▶ _MATERIAL PROVIDED_
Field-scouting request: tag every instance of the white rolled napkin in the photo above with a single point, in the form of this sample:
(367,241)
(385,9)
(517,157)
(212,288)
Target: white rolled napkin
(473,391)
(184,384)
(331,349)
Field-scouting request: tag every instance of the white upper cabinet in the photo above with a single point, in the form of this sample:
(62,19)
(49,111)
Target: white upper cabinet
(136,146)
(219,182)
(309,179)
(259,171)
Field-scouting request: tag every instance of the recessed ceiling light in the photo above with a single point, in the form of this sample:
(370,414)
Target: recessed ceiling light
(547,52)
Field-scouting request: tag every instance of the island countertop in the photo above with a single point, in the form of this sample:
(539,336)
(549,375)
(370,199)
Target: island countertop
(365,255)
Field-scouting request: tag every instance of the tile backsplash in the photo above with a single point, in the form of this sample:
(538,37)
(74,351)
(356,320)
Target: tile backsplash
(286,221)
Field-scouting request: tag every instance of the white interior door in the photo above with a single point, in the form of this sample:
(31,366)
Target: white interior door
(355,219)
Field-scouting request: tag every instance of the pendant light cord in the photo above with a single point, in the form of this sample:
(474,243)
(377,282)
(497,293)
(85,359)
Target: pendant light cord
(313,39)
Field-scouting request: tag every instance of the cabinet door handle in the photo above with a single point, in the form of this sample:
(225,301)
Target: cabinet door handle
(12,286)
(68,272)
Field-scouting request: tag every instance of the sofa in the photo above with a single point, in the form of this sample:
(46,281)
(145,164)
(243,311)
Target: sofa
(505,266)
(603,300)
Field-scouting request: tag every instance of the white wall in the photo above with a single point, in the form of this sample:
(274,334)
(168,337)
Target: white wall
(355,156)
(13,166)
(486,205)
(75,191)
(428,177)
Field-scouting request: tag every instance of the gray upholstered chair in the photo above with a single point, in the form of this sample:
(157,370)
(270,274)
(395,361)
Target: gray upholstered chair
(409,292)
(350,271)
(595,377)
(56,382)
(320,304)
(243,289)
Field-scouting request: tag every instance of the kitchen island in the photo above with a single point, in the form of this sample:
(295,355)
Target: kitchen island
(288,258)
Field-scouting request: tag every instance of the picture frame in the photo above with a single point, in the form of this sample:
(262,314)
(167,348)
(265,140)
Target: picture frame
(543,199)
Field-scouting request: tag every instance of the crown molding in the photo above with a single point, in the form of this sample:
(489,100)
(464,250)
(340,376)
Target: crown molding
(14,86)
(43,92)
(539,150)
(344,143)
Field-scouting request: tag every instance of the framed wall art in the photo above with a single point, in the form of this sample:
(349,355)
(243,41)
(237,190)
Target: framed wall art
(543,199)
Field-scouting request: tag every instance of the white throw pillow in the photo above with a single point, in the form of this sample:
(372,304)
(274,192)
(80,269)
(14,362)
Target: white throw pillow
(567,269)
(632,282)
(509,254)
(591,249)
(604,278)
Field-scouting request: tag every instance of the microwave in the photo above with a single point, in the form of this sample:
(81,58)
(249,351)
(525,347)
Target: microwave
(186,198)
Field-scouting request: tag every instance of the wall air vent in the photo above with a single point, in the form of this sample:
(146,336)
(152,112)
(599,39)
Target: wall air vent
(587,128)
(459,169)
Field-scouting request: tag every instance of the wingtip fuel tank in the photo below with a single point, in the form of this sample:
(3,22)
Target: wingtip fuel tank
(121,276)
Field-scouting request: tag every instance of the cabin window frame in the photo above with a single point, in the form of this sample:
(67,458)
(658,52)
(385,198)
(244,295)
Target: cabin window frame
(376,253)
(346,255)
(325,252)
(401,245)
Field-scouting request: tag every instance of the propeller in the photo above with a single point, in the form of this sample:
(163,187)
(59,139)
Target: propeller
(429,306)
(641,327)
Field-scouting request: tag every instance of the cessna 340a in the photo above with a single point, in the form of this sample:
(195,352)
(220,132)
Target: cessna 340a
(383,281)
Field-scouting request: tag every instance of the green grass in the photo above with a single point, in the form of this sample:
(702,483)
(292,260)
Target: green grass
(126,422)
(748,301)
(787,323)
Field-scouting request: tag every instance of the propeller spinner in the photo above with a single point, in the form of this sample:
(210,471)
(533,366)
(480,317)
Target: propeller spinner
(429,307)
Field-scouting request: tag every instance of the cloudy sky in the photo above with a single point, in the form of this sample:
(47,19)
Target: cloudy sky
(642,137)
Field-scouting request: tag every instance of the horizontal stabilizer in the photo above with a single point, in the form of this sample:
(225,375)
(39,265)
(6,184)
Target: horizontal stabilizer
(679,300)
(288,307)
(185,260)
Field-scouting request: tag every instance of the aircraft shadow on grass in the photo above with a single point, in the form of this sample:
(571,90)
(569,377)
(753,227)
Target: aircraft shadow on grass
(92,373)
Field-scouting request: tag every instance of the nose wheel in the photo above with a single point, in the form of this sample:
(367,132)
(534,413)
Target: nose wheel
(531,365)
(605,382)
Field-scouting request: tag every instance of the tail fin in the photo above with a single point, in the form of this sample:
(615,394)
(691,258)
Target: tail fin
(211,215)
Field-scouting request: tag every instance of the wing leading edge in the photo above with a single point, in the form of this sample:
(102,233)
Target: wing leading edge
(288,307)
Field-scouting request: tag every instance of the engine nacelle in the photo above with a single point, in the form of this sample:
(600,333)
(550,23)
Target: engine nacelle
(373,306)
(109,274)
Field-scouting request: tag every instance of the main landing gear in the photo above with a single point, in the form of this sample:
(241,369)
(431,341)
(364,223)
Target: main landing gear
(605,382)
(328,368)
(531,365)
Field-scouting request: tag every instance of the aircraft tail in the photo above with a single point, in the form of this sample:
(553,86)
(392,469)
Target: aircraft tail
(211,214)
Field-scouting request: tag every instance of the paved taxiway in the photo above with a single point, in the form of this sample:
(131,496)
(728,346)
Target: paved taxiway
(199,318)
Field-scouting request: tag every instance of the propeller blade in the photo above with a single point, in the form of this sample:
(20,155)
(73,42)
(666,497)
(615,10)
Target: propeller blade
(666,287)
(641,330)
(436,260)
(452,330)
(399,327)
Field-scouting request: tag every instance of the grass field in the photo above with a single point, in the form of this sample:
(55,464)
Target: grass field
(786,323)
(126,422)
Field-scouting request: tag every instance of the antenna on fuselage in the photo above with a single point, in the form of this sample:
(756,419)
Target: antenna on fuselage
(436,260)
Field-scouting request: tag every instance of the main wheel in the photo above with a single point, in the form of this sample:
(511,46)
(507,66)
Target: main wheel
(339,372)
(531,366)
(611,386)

▶ _OBJECTIVE_
Please copy the listing above word for word, starting at the line that contains "the propeller blade" and stopping after its final line.

▶ _TASK OUTPUT_
Field-scouting request: tag every instance of the propeller blade in the photo above with a single point, in the form of this sample:
(20,155)
(73,42)
(666,497)
(615,10)
Target: propeller blade
(666,287)
(641,330)
(436,260)
(452,330)
(399,327)
Field-scouting request: tag every instance of the grass field in the photo above with a single point, in the form of this sample:
(55,464)
Target: grass field
(786,323)
(126,422)
Field-scouting request: tag every instance of the antenna on fuselage in the photo above with a single point, in the form of this sample:
(756,419)
Target: antenna on fuselage
(436,260)
Field-scouting request: tag every instance of the main wheel in the photo above with a single point, in the form of this sample:
(511,46)
(507,66)
Target: main wheel
(339,372)
(531,366)
(611,386)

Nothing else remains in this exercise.